**WHAT THIS TASK INVOLVES:** Some lines in the entries contain the word "ground". Copy all of them.

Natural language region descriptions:

▼

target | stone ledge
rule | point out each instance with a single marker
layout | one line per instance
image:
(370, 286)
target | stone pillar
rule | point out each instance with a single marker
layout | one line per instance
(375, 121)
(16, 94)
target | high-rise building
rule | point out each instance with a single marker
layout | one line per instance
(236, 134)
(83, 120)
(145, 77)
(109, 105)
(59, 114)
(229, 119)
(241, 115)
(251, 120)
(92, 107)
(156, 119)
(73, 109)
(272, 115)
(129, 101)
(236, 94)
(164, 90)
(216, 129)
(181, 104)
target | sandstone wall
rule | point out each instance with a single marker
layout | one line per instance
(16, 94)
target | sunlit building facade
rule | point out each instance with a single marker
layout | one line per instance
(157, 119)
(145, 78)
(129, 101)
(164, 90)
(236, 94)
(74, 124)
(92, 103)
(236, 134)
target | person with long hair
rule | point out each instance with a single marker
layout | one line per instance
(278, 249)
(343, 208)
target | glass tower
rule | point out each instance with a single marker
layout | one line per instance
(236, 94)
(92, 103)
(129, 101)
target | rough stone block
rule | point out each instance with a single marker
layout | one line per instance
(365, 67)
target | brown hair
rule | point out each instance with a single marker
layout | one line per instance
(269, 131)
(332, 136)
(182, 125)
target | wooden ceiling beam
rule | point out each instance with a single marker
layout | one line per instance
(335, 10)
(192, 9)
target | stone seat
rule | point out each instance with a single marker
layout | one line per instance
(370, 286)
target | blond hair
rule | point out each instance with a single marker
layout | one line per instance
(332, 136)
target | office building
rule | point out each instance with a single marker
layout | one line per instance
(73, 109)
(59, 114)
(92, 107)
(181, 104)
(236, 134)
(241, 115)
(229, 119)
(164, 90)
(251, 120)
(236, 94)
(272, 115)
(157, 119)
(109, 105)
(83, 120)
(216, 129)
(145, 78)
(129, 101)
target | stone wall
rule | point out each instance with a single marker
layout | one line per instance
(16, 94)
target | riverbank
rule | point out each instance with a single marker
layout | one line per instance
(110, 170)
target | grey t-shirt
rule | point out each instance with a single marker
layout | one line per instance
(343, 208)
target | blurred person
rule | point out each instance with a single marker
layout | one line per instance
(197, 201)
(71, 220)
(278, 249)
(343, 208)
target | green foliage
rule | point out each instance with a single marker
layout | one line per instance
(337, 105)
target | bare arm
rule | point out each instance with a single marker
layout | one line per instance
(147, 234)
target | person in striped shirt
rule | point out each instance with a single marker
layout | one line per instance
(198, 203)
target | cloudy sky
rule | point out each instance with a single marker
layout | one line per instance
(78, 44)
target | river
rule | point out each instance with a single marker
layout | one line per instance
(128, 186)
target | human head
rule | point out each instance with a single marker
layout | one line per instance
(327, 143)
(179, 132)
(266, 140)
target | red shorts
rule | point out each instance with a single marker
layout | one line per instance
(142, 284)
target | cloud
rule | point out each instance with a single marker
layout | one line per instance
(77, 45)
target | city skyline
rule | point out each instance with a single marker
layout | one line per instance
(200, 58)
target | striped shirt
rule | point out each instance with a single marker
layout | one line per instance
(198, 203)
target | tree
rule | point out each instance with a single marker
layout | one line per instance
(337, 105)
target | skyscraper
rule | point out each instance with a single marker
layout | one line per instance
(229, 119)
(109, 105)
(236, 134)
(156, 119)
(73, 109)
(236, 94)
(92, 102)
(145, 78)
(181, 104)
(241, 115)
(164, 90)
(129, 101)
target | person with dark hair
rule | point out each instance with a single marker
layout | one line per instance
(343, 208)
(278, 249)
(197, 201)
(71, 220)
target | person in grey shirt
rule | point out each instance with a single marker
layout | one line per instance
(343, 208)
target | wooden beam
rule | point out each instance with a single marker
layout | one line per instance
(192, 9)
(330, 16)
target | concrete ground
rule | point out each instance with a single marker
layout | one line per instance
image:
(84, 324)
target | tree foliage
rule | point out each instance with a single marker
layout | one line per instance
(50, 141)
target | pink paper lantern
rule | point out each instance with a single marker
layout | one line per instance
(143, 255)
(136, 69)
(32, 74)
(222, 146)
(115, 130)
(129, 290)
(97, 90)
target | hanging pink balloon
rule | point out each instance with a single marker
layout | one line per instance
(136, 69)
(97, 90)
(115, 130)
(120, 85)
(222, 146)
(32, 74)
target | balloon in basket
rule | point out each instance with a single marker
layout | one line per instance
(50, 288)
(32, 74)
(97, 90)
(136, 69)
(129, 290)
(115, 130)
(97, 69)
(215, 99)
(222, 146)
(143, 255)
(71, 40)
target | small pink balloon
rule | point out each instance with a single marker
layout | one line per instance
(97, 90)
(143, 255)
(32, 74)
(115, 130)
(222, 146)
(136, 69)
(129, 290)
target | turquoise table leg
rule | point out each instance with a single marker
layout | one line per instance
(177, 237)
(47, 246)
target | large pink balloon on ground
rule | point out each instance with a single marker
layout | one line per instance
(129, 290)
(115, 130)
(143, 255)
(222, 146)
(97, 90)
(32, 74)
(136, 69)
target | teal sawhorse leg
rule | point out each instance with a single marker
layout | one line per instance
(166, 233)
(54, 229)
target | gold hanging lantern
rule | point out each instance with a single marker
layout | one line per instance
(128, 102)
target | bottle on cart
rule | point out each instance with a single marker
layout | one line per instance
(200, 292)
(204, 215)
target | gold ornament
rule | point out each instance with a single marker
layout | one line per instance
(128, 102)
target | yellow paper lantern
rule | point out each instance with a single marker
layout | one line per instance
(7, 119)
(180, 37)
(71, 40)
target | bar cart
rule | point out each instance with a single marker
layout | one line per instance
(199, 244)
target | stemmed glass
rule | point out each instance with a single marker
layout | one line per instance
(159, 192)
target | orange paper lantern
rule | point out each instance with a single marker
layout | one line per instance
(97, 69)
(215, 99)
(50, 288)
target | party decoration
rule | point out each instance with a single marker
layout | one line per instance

▲

**RESULT OF THE TASK:**
target | concrete ground
target | large pink balloon on ground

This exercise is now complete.